*Directions*: Where a picture appears, leave it out, and transcribe all the lines below exactly.

::::::::

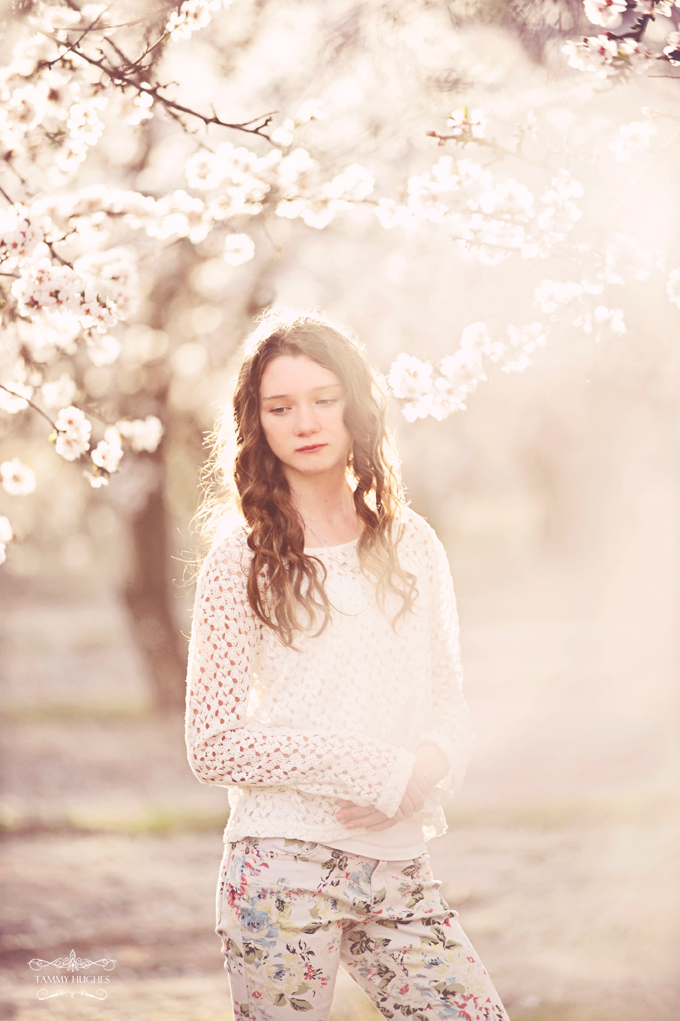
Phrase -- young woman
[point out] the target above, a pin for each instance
(325, 691)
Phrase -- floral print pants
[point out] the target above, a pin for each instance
(290, 912)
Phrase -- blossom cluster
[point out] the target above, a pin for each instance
(609, 55)
(293, 183)
(192, 15)
(467, 126)
(492, 216)
(609, 13)
(424, 390)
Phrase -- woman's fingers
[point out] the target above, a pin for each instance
(386, 824)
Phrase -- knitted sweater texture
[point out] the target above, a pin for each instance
(340, 716)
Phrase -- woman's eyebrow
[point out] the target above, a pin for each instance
(316, 389)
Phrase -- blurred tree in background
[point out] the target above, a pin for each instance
(170, 171)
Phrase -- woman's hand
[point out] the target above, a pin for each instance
(431, 765)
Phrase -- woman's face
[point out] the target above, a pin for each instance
(301, 408)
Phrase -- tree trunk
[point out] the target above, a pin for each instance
(147, 597)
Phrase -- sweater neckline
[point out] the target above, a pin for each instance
(329, 549)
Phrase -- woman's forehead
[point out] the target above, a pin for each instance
(287, 375)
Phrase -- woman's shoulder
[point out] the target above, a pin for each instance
(229, 551)
(416, 530)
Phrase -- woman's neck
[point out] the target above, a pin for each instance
(327, 506)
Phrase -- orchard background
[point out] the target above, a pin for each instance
(488, 194)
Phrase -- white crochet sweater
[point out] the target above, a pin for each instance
(291, 730)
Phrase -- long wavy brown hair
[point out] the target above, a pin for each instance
(285, 584)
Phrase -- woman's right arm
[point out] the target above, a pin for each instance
(224, 748)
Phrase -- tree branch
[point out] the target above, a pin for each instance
(124, 81)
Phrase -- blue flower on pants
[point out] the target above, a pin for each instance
(257, 923)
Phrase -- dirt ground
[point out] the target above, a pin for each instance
(562, 854)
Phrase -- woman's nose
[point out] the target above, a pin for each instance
(306, 421)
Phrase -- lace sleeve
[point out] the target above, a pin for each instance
(227, 749)
(449, 727)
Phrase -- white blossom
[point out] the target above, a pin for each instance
(309, 110)
(632, 138)
(466, 125)
(672, 48)
(605, 55)
(142, 109)
(58, 393)
(192, 15)
(84, 125)
(18, 236)
(142, 434)
(604, 12)
(17, 479)
(74, 432)
(52, 287)
(239, 248)
(108, 451)
(113, 272)
(673, 287)
(284, 135)
(410, 381)
(14, 401)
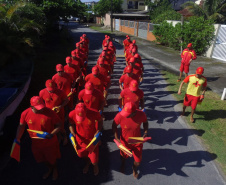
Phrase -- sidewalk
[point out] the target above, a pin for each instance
(167, 58)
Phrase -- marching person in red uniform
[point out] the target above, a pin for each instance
(132, 94)
(40, 118)
(84, 125)
(136, 68)
(91, 97)
(126, 43)
(99, 81)
(55, 99)
(125, 79)
(64, 82)
(187, 56)
(196, 83)
(130, 120)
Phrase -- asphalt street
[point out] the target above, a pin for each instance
(174, 156)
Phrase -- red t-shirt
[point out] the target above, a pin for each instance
(136, 70)
(99, 82)
(63, 82)
(52, 99)
(129, 96)
(92, 101)
(72, 71)
(125, 79)
(45, 121)
(86, 129)
(104, 70)
(130, 126)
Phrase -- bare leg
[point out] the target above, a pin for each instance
(55, 172)
(180, 76)
(86, 168)
(50, 169)
(122, 167)
(95, 169)
(184, 108)
(135, 173)
(192, 114)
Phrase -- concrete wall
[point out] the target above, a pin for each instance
(211, 48)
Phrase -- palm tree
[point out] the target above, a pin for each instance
(210, 9)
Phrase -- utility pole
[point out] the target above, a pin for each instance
(111, 16)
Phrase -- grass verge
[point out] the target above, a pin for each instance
(210, 116)
(100, 29)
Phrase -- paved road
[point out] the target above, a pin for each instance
(175, 155)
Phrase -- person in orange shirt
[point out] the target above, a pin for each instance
(187, 56)
(130, 120)
(196, 83)
(56, 100)
(132, 94)
(40, 118)
(84, 125)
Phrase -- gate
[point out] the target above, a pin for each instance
(143, 30)
(117, 24)
(219, 51)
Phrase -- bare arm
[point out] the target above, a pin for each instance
(145, 126)
(20, 131)
(142, 103)
(181, 85)
(114, 129)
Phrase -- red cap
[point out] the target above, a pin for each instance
(189, 45)
(101, 61)
(103, 53)
(128, 109)
(129, 69)
(80, 111)
(136, 55)
(89, 87)
(133, 86)
(68, 60)
(95, 70)
(132, 59)
(199, 70)
(51, 85)
(59, 67)
(37, 102)
(134, 50)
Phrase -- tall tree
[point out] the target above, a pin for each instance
(210, 9)
(104, 6)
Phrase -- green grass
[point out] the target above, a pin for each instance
(100, 29)
(210, 116)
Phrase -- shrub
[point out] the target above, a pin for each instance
(197, 31)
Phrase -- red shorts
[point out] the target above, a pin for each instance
(192, 101)
(184, 67)
(82, 152)
(136, 151)
(46, 154)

::::::::

*Solution for this exercise*:
Phrase -- young woman
[point out] the target above, a pin for each instance
(325, 691)
Phrase -- floral print pants
[point out] the target above, a pin for each instance
(290, 912)
Phrase -- blossom cluster
[point out] the target above, a pin for each instance
(609, 55)
(293, 183)
(192, 15)
(467, 126)
(492, 216)
(609, 13)
(424, 390)
Phrase -- woman's fingers
[point out] the target above, a pin for each instance
(386, 824)
Phrase -- knitted sweater texture
[point out] the target above, a pin for each instance
(340, 716)
Phrase -- woman's eyebrow
[point out] the target above, a pin for each instance
(316, 389)
Phrase -- blurred tree in background
[point out] the target above, a pin for each instance
(170, 171)
Phrase -- woman's hand
[point out] the target above, a pin for each instance
(431, 765)
Phrase -- woman's face
[point out] the target above, a pin for each instance
(301, 408)
Phrase -- tree trunk
[point out] the target above, a pin for each instance
(147, 597)
Phrase -- sweater neckline
[point out] the target above, a pin for each instance
(329, 549)
Phrase -- woman's forehead
[point out] the target above, a pin for each instance
(287, 375)
Phrase -- woman's shoulder
[point out] the target above, a pin for each instance
(229, 551)
(416, 530)
Phrase -- woman's neck
[point out] the target above, a pin for each instance
(327, 506)
Phrase -- orchard background
[point out] the target above, a pin for each instance
(488, 194)
Phrase -- white crochet sweater
[point out] the target above, a pin for each instance
(291, 730)
Phrase -- long wavy brown hair
[point out] the target above, a pin for each instance
(285, 584)
Phrase -- woman's right arm
[point out] the target above, a pin for each instance
(224, 748)
Phrase -- tree branch
[point out] the target above, a pin for each instance
(124, 81)
Phrase -- blue flower on pants
[point out] the target above, a pin for each instance
(257, 923)
Phrase -- dirt ground
[point out] the target above, a pin for each instance
(562, 854)
Phrase -- woman's nose
[point out] the target above, a pin for each instance
(306, 421)
Phrase -- lace sleeve
[point out] the target above, a pin for each instance
(227, 749)
(449, 727)
Phrase -- white blossom
[point out] the target above, a pin for each instance
(309, 110)
(632, 138)
(466, 125)
(672, 48)
(605, 55)
(142, 109)
(58, 393)
(192, 15)
(84, 125)
(18, 236)
(142, 434)
(604, 12)
(17, 479)
(74, 432)
(52, 287)
(239, 248)
(108, 451)
(113, 272)
(673, 287)
(284, 135)
(410, 381)
(14, 401)
Phrase -- sidewalk
[point out] the target above, a pin for each instance
(167, 58)
Phrase -- marching person in red uniform
[point out] the target above, a pin for each instance
(132, 94)
(40, 118)
(84, 125)
(136, 68)
(91, 97)
(126, 43)
(99, 81)
(55, 99)
(125, 79)
(64, 82)
(187, 56)
(196, 83)
(130, 120)
Phrase -- asphalt street
[point out] the target above, a pin for each instance
(174, 156)
Phrase -- red t-shirt
[point out] the target above, a pin for each instance
(136, 70)
(99, 82)
(63, 82)
(52, 99)
(129, 96)
(92, 101)
(72, 71)
(125, 79)
(45, 121)
(86, 129)
(104, 70)
(130, 126)
Phrase -- bare leg
[point out] the target above, a pin for each instance
(55, 172)
(180, 76)
(86, 168)
(50, 169)
(122, 167)
(95, 169)
(184, 108)
(135, 173)
(192, 114)
Phrase -- concrete wall
[point out] the target above, a pin for each instance
(211, 48)
Phrase -- palm tree
[point out] the target above, a pin for each instance
(210, 9)
Phrase -- utility pole
[point out] the target above, a pin for each instance
(111, 16)
Phrase -- grass verge
[point out] the target above, a pin for each instance
(210, 116)
(100, 29)
Phrase -- paved road
[point out] the target above, a pin for each instance
(175, 155)
Phrase -- person in orange shirt
[point out] the target above, a pin for each instance
(187, 56)
(130, 120)
(196, 83)
(56, 100)
(132, 94)
(40, 118)
(84, 125)
Phrase -- gate
[point out] the target above, a pin for each instance
(143, 30)
(117, 24)
(219, 51)
Phrase -- bare arm
[point out] the target above, a pin for each instance
(145, 126)
(20, 131)
(142, 103)
(181, 85)
(114, 129)
Phrase -- red cap
[point out] the target above, a pin for each instance
(189, 45)
(101, 61)
(103, 53)
(128, 109)
(129, 69)
(80, 111)
(136, 55)
(89, 87)
(133, 86)
(68, 60)
(95, 70)
(132, 59)
(199, 70)
(51, 85)
(59, 67)
(37, 102)
(134, 50)
Phrase -- tall tree
[point out] the target above, a pin for each instance
(210, 9)
(104, 6)
Phrase -- green grass
[point out] the target above, a pin for each instance
(100, 29)
(210, 116)
Phrase -- shrub
[point out] the target above, a pin for each instance
(197, 31)
Phrase -- red shorts
[point out] the target above, a pin for each instance
(192, 101)
(184, 67)
(82, 152)
(136, 151)
(46, 154)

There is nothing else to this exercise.